[Stored data]
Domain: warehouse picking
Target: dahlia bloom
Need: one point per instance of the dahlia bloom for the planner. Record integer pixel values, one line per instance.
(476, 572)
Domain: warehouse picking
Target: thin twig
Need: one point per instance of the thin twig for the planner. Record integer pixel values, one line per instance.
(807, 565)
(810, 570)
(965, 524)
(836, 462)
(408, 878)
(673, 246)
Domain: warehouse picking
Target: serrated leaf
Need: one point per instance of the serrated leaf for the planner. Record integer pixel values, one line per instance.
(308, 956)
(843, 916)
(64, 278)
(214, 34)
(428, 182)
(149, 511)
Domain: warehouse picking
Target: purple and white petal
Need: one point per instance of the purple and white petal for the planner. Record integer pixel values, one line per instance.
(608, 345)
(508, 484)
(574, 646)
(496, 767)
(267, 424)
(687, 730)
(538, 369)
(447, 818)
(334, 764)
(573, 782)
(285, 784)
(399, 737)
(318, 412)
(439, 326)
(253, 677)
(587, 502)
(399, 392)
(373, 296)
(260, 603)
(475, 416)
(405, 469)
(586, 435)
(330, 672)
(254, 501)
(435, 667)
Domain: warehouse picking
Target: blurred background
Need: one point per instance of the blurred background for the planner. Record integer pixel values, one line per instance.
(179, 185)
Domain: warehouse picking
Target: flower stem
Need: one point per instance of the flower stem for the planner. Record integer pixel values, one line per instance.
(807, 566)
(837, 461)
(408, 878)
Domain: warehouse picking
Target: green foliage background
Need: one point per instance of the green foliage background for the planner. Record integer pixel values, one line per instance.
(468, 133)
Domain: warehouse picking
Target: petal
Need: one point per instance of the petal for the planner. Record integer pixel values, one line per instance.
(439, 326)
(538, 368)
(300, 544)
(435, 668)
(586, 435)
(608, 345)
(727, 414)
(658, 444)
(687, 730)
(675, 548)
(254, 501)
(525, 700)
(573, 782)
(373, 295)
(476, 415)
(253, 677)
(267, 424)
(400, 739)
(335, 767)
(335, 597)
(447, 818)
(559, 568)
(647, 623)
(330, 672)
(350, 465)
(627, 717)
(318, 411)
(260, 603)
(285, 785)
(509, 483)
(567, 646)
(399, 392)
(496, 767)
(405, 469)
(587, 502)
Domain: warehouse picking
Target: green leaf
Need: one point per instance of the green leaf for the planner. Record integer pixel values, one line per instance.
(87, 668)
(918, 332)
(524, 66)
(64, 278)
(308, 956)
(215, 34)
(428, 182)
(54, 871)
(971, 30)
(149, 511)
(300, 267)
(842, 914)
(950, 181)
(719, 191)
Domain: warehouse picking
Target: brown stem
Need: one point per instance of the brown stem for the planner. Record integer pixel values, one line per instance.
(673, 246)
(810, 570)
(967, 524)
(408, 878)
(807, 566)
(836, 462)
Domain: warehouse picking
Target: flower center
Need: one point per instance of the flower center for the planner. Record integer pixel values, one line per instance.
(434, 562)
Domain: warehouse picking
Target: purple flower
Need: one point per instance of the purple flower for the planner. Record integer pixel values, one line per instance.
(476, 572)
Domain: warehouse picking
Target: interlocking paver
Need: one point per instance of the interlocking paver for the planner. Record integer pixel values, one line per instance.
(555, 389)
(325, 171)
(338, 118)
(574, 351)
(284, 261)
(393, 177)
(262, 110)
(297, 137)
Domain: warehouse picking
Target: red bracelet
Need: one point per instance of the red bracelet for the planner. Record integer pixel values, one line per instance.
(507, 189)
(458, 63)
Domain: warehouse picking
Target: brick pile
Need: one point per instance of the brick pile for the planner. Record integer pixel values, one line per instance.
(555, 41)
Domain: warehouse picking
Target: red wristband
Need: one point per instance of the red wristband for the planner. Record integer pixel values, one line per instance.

:: Written problem ::
Report each line of the rows above that contains the string "twig", copying every such line in full. Case counts.

:: Full answer ::
Target: thin twig
Need: one point per instance of the thin twig for the planner. Record integer pixel values, one line per instance.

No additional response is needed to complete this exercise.